AIM OF THE EXERCISE:
Start at the line containing "the red front" and transcribe every line exactly through the end of the records below, and only those lines.

(Natural language region descriptions)
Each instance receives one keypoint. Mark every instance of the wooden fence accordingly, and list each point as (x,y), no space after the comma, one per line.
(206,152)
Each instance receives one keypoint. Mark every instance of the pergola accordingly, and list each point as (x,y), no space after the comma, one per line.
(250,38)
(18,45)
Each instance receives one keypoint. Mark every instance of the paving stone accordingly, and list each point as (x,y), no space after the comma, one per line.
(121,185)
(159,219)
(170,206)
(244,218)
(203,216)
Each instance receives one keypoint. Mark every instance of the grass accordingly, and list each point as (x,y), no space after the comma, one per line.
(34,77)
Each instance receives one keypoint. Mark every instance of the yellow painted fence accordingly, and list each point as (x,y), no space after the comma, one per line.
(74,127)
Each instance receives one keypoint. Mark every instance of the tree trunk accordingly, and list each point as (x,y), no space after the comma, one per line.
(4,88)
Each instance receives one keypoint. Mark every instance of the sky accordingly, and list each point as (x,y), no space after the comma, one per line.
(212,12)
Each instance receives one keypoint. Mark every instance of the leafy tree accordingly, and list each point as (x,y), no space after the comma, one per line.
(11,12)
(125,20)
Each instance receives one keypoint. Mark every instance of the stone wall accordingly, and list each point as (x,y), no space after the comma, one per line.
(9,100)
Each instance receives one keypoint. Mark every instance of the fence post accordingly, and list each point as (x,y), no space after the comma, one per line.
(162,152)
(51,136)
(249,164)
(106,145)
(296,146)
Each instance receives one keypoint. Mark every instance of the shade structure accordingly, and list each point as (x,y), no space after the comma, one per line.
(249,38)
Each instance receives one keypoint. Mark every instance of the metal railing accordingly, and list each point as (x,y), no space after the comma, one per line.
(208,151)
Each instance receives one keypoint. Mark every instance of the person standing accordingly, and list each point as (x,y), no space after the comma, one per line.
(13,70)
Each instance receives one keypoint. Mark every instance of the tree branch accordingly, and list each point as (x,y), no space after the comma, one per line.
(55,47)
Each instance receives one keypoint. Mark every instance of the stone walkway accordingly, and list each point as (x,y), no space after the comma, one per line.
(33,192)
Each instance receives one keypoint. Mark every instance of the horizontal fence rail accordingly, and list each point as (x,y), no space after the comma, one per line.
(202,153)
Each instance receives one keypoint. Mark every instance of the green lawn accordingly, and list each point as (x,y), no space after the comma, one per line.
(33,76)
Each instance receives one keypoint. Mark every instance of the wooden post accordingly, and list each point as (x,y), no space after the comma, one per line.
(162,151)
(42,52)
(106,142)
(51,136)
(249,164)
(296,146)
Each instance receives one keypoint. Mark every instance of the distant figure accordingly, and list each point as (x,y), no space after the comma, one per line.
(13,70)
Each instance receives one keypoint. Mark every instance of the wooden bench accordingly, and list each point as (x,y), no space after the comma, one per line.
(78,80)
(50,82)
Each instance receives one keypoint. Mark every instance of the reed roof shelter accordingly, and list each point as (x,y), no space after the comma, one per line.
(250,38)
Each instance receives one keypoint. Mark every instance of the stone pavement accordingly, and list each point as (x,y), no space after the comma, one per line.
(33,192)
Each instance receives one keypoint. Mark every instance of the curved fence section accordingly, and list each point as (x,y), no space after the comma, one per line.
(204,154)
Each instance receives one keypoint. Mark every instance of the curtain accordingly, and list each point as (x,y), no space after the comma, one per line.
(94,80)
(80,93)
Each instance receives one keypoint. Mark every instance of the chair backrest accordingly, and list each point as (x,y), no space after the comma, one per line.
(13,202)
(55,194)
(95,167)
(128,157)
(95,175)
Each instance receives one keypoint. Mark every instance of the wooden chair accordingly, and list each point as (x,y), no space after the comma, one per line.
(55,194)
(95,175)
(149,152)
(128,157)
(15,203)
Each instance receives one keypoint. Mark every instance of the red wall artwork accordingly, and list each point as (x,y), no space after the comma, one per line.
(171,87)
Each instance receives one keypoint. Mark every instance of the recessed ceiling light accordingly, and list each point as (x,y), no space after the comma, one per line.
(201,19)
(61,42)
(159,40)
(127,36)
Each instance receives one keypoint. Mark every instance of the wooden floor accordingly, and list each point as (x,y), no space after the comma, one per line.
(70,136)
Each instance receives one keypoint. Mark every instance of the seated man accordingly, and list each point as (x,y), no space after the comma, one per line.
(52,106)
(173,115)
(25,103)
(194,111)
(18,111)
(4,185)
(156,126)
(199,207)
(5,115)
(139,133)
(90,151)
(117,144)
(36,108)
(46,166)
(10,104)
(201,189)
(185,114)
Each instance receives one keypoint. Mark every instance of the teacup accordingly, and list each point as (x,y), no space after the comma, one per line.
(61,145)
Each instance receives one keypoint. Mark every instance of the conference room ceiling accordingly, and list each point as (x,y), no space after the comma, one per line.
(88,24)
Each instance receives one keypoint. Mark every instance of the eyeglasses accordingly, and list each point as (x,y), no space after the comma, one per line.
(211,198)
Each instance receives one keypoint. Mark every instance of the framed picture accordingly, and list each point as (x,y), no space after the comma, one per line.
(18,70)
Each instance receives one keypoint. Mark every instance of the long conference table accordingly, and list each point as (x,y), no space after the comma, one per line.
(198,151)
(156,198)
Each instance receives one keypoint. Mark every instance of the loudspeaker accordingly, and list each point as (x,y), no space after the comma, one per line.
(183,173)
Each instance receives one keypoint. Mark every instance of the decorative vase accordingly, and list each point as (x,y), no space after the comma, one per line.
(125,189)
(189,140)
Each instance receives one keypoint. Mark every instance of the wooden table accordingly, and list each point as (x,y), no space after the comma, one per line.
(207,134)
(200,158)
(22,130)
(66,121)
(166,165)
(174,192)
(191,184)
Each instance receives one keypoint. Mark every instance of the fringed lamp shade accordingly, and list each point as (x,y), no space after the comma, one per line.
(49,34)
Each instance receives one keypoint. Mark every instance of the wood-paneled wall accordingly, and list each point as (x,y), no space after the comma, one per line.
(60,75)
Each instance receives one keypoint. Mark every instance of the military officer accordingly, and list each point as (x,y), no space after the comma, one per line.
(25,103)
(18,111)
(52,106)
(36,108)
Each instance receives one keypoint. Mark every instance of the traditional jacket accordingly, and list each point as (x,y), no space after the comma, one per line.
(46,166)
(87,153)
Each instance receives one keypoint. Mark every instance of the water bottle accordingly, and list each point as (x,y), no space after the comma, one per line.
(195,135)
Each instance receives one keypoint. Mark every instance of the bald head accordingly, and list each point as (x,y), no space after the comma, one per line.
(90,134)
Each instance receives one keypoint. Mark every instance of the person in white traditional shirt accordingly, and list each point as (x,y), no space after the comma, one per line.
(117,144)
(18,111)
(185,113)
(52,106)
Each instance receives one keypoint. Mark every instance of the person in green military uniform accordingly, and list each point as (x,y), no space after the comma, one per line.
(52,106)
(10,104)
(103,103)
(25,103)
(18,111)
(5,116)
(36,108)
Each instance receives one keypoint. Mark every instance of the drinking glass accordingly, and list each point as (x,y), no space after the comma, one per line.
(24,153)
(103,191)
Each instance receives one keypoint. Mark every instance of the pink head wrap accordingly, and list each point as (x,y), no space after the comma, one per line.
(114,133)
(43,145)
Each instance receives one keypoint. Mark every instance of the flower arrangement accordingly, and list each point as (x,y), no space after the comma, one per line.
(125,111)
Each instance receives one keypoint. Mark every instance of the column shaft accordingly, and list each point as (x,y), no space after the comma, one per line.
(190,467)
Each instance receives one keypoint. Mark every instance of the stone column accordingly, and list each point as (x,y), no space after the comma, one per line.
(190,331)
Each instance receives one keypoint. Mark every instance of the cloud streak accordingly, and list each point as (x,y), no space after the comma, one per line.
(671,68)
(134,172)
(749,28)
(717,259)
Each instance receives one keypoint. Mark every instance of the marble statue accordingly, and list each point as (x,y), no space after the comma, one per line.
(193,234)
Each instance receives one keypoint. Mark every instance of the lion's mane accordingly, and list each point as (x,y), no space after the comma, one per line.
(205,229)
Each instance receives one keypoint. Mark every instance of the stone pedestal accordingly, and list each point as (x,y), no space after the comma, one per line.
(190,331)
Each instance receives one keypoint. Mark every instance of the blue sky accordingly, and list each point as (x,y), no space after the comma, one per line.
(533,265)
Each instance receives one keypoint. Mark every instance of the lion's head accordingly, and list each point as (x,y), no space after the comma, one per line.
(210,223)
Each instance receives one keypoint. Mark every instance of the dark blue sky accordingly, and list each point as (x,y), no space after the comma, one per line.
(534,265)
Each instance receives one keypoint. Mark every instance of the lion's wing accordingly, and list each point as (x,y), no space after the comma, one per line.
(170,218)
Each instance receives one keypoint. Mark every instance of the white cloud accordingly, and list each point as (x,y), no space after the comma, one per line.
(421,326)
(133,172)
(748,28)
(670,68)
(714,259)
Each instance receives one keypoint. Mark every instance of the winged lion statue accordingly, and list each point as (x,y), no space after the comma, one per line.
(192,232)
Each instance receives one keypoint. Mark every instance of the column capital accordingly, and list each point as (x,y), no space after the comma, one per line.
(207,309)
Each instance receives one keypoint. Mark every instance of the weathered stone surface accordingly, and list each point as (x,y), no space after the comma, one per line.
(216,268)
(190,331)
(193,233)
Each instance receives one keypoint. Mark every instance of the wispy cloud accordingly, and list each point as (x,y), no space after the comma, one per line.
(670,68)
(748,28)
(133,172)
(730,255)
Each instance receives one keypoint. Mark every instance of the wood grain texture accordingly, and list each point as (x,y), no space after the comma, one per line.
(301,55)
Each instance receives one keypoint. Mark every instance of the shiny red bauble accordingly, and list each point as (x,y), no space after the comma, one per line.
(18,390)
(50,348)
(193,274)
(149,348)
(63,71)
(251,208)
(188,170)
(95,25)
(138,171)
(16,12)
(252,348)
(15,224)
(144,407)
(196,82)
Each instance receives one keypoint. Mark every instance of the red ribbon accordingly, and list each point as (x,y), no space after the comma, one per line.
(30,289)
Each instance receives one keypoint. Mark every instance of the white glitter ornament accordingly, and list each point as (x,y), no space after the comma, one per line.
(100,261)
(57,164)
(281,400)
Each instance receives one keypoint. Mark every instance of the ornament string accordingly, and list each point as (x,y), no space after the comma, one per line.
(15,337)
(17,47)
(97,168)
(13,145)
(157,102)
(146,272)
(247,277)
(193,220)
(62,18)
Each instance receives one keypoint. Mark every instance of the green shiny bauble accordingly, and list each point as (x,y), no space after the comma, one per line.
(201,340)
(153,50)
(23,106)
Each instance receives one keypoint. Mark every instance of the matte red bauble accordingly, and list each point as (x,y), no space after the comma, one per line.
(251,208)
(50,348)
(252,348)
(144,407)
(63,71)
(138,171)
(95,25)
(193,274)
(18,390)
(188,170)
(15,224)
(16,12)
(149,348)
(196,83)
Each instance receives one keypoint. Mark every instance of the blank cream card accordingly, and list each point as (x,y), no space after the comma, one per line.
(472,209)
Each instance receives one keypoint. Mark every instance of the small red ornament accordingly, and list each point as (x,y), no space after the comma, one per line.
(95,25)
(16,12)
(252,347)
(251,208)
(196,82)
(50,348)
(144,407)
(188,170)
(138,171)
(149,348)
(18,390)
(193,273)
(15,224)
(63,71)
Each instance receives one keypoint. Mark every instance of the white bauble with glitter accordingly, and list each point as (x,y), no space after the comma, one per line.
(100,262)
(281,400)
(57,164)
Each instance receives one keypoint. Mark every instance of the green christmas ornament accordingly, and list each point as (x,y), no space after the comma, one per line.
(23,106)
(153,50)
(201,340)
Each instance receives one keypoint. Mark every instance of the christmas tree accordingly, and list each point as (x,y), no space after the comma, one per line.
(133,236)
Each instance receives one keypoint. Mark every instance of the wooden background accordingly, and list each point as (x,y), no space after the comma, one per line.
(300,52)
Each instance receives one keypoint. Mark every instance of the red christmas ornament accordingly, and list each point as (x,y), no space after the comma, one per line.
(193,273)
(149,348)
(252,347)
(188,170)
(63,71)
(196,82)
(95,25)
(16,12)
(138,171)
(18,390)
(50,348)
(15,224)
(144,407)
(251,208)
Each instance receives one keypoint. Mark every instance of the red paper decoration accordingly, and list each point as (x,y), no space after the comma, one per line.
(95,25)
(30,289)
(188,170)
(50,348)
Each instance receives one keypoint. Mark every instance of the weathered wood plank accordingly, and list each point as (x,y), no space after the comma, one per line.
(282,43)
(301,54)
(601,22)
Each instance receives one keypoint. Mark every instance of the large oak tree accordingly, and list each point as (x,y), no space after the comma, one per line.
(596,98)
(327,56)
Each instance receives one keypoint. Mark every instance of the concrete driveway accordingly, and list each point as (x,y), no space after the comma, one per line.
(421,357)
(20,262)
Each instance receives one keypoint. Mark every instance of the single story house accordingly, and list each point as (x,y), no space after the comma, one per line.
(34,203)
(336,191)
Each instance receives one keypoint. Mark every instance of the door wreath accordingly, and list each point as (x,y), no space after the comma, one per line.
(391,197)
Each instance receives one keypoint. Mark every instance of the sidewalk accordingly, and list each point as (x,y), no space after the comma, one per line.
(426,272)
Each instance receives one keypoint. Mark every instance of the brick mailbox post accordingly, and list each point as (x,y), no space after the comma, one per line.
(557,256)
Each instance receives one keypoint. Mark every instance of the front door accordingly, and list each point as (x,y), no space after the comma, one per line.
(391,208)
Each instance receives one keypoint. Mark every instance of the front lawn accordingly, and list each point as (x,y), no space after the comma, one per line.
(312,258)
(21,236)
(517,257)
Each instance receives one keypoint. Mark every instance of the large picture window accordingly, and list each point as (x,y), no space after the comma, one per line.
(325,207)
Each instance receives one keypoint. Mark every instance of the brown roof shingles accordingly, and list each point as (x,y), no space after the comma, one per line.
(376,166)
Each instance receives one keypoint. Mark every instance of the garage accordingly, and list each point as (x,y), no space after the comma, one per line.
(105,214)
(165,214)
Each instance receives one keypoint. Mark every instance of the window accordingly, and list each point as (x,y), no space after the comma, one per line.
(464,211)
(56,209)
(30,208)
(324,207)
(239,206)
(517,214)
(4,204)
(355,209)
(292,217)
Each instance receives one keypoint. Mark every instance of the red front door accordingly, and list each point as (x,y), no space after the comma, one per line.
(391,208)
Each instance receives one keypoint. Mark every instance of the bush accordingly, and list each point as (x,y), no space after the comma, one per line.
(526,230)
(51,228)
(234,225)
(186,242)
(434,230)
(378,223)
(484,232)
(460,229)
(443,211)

RESULT BELOW:
Each instance receives one keypoint. Mark every instance of the red front door accordingly, and list each point as (x,y), no space after the comma, one per line.
(391,208)
Each instance receives one keypoint. Mark every instance of the bush accordingly, and list each point as (x,y), no space after the comma, one per line.
(526,230)
(51,228)
(234,225)
(186,242)
(434,230)
(378,223)
(484,232)
(460,229)
(443,211)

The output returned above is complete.